_EXERCISE OBJECTIVE_
Return every record below exactly as written, omitting any pictures.

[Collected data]

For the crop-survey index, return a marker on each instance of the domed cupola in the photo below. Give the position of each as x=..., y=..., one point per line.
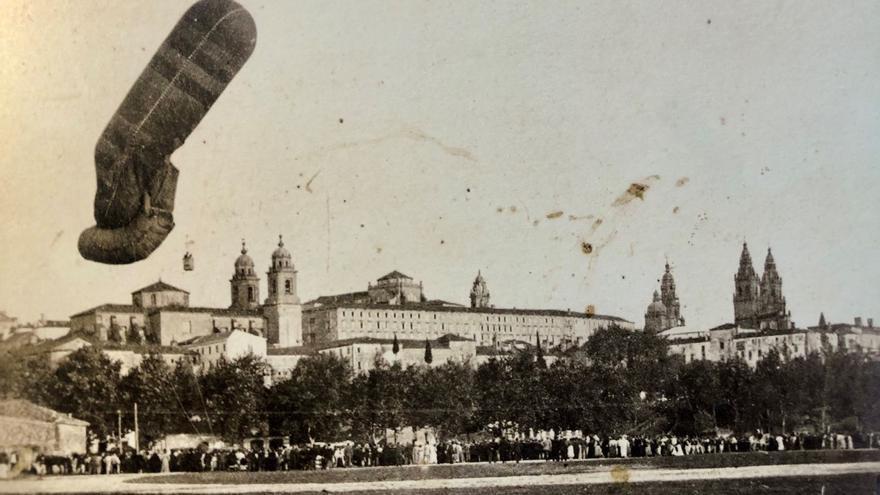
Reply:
x=244, y=264
x=657, y=307
x=281, y=257
x=245, y=284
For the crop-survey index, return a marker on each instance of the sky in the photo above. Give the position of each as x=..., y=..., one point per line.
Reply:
x=441, y=138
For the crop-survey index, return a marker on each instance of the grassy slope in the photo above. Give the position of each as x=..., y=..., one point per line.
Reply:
x=447, y=471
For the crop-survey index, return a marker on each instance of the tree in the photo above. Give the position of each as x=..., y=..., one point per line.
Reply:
x=86, y=385
x=149, y=385
x=315, y=402
x=234, y=395
x=539, y=353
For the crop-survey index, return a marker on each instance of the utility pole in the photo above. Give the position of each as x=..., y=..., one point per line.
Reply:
x=137, y=435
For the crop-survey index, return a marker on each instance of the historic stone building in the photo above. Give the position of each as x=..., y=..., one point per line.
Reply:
x=358, y=314
x=665, y=310
x=758, y=302
x=160, y=313
x=480, y=292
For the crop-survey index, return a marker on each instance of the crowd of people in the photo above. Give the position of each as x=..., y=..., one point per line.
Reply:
x=543, y=446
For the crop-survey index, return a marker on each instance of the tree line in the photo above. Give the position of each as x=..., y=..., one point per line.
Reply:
x=619, y=382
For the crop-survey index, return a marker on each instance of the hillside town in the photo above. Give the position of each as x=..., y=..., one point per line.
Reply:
x=390, y=326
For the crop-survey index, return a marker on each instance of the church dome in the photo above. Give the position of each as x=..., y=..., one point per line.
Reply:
x=244, y=262
x=657, y=307
x=280, y=252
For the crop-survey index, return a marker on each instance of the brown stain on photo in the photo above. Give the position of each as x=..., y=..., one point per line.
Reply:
x=636, y=190
x=412, y=133
x=620, y=474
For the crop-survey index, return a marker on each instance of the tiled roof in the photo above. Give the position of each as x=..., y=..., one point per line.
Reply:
x=290, y=351
x=213, y=338
x=394, y=275
x=214, y=311
x=439, y=343
x=726, y=326
x=159, y=286
x=18, y=408
x=111, y=308
x=498, y=311
x=346, y=298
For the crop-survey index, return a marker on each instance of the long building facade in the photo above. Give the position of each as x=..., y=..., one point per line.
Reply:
x=361, y=314
x=393, y=308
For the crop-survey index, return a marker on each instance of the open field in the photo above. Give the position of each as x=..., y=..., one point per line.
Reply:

_SOLUTION TO THIS PROBLEM_
For the crop-survey index, return a marker on each instance of the domed cupola in the photo below. Give the position of each as x=..., y=..., one point per line.
Reply:
x=244, y=264
x=657, y=307
x=281, y=257
x=245, y=284
For the crop-survey index, return a marker on each instance of the sky in the photo above. Give the position of each as x=..., y=..., one point per line.
Reply:
x=441, y=138
For the crop-survey index, return a marker on each instance of the grassy slope in the photo above. Give the position of each as x=..., y=..., one point per line.
Reply:
x=447, y=471
For the crop-survey index, return a marker on each instance of the tree in the photo above. Give the position of each as x=..., y=..., one point per line.
Reply:
x=86, y=385
x=149, y=385
x=315, y=402
x=234, y=395
x=539, y=353
For the crop-survey index, return a marker on each instance of the utility pole in the photo above. Give the position of each as x=..., y=..., one point per line.
Reply:
x=137, y=435
For the crop-survey index, return a marker on each instance of the historic stone building in the photo above. Give the position of each as x=..., y=..., one point per line.
Reply:
x=358, y=314
x=665, y=310
x=758, y=302
x=160, y=313
x=480, y=292
For the crop-survey index, return a marker on each instance of the crowd of people in the photo above. Give the position of each as x=..., y=..., one point per line.
Reply:
x=543, y=446
For the crop-survey index, return a marker on each instance of the tree line in the photo above. Give the position of each as x=..., y=..., one point per line.
Reply:
x=619, y=382
For the crop-survey index, return a marker on each instance of the hillside town in the photo above. Give the position of each as x=..., y=..., one point per line.
Reply:
x=390, y=326
For the crop-survey index, return a marker on each instance of the church dome in the photo above. Give the position of each as x=..., y=..., one point per line.
Reply:
x=244, y=262
x=657, y=307
x=280, y=252
For the crop-survey index, return a marker on each instance of the brown stain on photo in the photo above. Give the position of each as x=..., y=..., one point per line.
Reply:
x=636, y=190
x=412, y=133
x=620, y=474
For the crop-survey index, return a marker on each instance of the tiled roof in the photo above. Give the position of each as x=..., y=..., one point per line.
Reply:
x=290, y=351
x=213, y=338
x=394, y=275
x=214, y=311
x=439, y=343
x=726, y=326
x=159, y=286
x=18, y=408
x=111, y=308
x=498, y=311
x=346, y=298
For the crop-survey index, return a marker on each instance of the long building facade in the photo above. Give the position of each as x=..., y=..., one point per line.
Reply:
x=361, y=314
x=393, y=308
For the crop-survey index, return a marker on each instance of the open field in the photo above. Give the position of each as x=..., y=..., one point per line.
Reply:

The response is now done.